Textauszug:
++++

Abbildung 2: Arbeit der Wundexpertin in einem gut eingerichteten Wundambulatorium (Quelle: Website der SAfW)
Bei Wundpatienten ist die Grunderkrankung nicht immer gleich gut behandelbar. Bei komplexem Krankheitsbild hat sich deshalb die Behandlung in einem zertifizierten Wundheilungszentrum bewährt, in dem die Vertreter aller Disziplinen an einem Ort die Behandlung gemeinsam durchführen. Durch proaktives Vorgehen, rechtzeitige effektive Analgesie lassen sich unnötige Heilungsverzögerungen vermeiden und Kosten einsparen. Die Erfahrung der Wundexpertin ist dabei entscheidend. Ihr evidenzbasiertes Handeln zeigt sich im adäquaten konzeptuellen Anpacken und dem Einhalten der Richtlinien für die Wundzentren. Die Umsetzung von neuen Erkenntnissen, die interdisziplinäre Zusammenarbeit, den fachlichen Austausch und die Informationsverteilung, unter anderem via Website und Blog, fördert die SAfW mit diversen Aktivitäten. Sie unterstützt wissenschaftliche Projekte und setzt sich für regulatorische Aspekte ein: die Festlegung der Tarifpositionen für Wundbehandlung sowie der Richtlinien für die Wund-
zentren und, wie oben erwähnt, der Richtlinien für Tissue-Engineering-Produkte. Zusammen mit der EMWA (European Wound Management Association) wird sie als Fortbildungsangebot vom 26. bis 28. Mai in Genf die «20th Conference of the EMWA» durchführen (siehe auch www.ewma2010.org).

++++

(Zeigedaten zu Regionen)
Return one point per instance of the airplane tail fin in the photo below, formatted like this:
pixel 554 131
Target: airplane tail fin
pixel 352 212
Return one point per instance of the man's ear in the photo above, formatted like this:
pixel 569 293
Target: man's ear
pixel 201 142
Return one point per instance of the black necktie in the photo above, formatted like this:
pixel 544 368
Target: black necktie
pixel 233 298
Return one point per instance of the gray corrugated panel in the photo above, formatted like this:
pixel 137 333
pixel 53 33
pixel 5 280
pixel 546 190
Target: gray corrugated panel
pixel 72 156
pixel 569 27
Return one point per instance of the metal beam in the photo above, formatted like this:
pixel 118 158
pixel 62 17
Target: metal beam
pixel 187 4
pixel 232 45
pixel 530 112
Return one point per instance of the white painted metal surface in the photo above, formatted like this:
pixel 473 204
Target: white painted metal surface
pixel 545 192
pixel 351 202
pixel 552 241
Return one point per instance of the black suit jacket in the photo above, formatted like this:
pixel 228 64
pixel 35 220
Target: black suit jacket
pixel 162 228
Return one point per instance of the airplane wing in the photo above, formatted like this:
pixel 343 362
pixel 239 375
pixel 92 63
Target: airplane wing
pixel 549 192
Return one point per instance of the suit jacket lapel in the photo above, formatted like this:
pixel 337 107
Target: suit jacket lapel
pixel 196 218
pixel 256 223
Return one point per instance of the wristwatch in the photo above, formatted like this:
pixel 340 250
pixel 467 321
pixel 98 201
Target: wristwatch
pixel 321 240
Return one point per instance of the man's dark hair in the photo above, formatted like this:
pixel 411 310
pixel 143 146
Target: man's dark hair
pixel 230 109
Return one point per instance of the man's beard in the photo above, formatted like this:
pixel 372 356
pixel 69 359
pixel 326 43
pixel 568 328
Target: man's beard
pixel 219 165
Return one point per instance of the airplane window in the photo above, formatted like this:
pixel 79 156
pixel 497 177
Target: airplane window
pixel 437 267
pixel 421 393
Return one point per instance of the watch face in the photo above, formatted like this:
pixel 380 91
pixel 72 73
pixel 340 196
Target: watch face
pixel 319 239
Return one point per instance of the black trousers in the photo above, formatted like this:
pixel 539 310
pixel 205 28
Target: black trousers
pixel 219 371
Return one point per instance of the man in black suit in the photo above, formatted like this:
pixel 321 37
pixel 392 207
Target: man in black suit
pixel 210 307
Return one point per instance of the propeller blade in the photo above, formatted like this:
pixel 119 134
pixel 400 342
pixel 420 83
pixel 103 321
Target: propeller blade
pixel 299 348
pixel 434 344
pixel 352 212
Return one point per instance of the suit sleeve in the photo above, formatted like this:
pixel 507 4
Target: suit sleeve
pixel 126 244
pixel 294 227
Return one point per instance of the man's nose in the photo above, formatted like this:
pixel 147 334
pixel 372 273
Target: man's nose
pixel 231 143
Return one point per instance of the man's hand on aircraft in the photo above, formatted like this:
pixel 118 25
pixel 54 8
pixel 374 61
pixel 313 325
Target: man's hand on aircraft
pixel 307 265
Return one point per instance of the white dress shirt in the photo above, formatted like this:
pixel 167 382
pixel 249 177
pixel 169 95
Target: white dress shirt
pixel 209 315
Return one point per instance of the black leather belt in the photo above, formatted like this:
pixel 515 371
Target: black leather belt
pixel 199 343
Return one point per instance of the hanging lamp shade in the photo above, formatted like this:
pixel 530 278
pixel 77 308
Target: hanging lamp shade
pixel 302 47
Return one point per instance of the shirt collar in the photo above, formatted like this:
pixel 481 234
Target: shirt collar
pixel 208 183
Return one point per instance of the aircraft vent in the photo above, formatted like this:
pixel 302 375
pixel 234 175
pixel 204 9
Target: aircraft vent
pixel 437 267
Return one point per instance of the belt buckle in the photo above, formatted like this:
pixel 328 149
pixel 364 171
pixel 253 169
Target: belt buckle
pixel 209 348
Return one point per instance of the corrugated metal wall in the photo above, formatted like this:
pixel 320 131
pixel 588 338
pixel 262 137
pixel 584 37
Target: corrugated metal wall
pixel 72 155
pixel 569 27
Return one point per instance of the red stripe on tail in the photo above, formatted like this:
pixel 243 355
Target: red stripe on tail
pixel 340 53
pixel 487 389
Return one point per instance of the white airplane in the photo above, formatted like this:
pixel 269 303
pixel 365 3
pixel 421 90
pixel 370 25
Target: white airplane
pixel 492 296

++++

Aufgaben:
• a. Wann und wo führt die SAfW laut dem Textauszug über Wundbehandlung gemeinsam mit der EMWA die «20th Conference of the EMWA» durch?
• b. Nennen Sie alles, was die SAfW laut dem Textauszug über Wundbehandlung mit diversen Aktivitäten fördert.
• c. Schreiben Sie den Textauszug über Wundbehandlung nach seinem letzten Satz weiter.
Die Datensätze haben mit dem Textauszug nichts zu tun.

Lösungen:
• a. Vom 26. bis 28. Mai in Genf.

• b.
- die Umsetzung von neuen Erkenntnissen
- die interdisziplinäre Zusammenarbeit
- den fachlichen Austausch
- die Informationsverteilung, unter anderem via Website und Blog

• c.
Behandlung eines Patienten im Wundzentrum
Im Universitätsspital Zürich findet jeweils am Montagnachmittag die interdisziplinäre Wundsprechstunde statt, in der je eine Fachperson aus der Orthopädie, Wiederherstellungschirurgie, Dermatologie, Gefässchirurgie und aus dem Gipszimmer vertreten ist sowie eine Podologin und Wundexpertinnen teilnehmen. Claudia Keller-Preisig, Vizepräsidentin Pflege SAfW, zeigte den Nutzen der interdisziplinären Zusammenarbeit eindrücklich am Fallbeispiel eines 85-jährigen Patienten mit einem medioplantaren Ulkus rechts, Arteriosklerose beiderseits und weiteren, für die Wundbehandlung jedoch irrelevanten Nebendiagnosen. Trotz Behandlung mit modernen Wundauflagen im Universitätsspital und bei der Spitex trat langzeitig keine Besserung auf, sodass der Patient nach zehn Monaten in die Durchführung der von ihm zuerst verweigerten Biopsie einwilligte. Die Analyse zeigte ein spinozelluläres Karzinom, das daraufhin chirurgisch exzidiert wurde. Ein am Oberschenkel entnommenes Spalthauttransplantat stimulierte die Wundheilung, sodass die Wunde nach zwei Monaten vollständig verheilt war. Nach der Abheilung wurde eine leichte Hyperkeratose abgetragen sowie eine gute Narbenpflege durchgeführt. Zur Druckentlastung liess man für den Patienten eine orthopädische Schuhsohle anfertigen. Dank dieser Massnahmen steigerte sich die Lebensqualität des Patienten erheblich: Er hatte keine Schmerzen mehr, gewann an Mobilität, indem er wieder ohne Stock gehen konnte, und war freier in seiner Lebensgestaltung ohne die regelmässigen Behandlungstermine.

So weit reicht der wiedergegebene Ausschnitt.